Segment Start: Supplied passage

In January 1921, a dairy manager in Enfield, P. C. Manuel, helped set up the Wholesale Milk Producers' Association. In 1922, 579 (or 94%) of the milk producers agreed to purchase an established milk distribution company (so that supply could be controlled from production to distribution) and decided on A. M. S. C.. The new company, now renamed AMSCOL, was set up on the co-op model, with farmers supplying more or less milk depending on the number of shares held and being paid according to its butterfat content.

Manuel and Walter Beauchamp became directors, with Harry Beauchamp as depot manager in Murray Bridge. The only other brother who figures prominently in the company is Francis Charles Zebedee Steeds "Frank" Beauchamp (1879 – 27 September 1949), who was employed as works manager. Woodside butter factory was also purchased at this time, adding butter and cheese production to the business.

By 1922 the company had 41 carts delivering a total of 18,000 litres (4,000 gallons) daily to 26,000 homes. They also supplied 50 vendors and eight or nine milk shops. George W. Beauchamp returned to Adelaide in 1927 to help his brother install new ice cream plant and block ice manufacturing machinery capable of producing 70 tons of clear ice daily (this was 30 years before most houses had an electric refrigerator). He also advised on delivery of milk in bottles, rather than doling it out into "billy cans". The co-op also began supplying bottled milk (1/3 pint – 190 ml) to schools as part of governmental health initiatives.

Popular items from the 1950s included ice cream blocks (convenient for early square-shaped freezer compartments), Dandies, Eskimo Pies, Dairy Chocs, Hi Tops, Twin Chocs, and Berry Bars.

In 1978, rival cooperative dairies SA Farmers Union and Dairy Vale purchased the company as competition increased. In 1982, the company was purchased by Streets, a subsidiary of the British company Unilever. In 2012, the brand was sold to private interests who revived it as part of their restaurant business.

Segment End: Supplied passage

• [Requirement]: Reproduce the portion of the AMSCOL passage starting with "Popular items from" and going on through "and Berry Bars.", without altering any wording. The records that follow come from a source unrelated to the AMSCOL passage.

Segment Start: Data records

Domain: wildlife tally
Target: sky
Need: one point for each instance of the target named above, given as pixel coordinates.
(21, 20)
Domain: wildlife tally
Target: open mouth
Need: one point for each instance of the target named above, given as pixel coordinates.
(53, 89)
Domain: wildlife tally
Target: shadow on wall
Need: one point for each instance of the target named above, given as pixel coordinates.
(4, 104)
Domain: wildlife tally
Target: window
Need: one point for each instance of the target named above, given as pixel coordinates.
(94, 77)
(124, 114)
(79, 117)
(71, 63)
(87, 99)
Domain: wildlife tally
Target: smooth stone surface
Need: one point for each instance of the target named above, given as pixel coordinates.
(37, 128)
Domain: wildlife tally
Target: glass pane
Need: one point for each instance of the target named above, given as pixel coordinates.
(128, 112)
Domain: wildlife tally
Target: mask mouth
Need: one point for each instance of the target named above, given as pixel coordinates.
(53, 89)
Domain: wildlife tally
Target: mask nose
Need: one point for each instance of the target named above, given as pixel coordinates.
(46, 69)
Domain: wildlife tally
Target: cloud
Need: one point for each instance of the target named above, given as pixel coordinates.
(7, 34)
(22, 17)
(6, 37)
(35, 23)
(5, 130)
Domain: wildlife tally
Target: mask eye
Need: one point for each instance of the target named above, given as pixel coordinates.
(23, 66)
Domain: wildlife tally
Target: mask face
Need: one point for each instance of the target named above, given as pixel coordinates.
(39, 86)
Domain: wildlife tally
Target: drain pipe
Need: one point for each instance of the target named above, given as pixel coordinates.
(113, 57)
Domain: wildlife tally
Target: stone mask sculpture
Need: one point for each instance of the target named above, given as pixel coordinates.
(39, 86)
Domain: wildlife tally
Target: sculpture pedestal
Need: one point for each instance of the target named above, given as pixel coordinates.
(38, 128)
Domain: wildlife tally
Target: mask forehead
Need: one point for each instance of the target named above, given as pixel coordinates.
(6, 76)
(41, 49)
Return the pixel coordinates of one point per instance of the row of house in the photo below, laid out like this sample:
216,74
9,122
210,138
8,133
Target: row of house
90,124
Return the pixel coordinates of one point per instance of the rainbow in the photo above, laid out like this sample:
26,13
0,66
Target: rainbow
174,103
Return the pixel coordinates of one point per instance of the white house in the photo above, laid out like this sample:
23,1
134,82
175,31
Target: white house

Segment End: Data records

• [Answer section]:
Popular items from the 1950s included ice cream blocks (convenient for early square-shaped freezer compartments), Dandies, Eskimo Pies, Dairy Chocs, Hi Tops, Twin Chocs, and Berry Bars.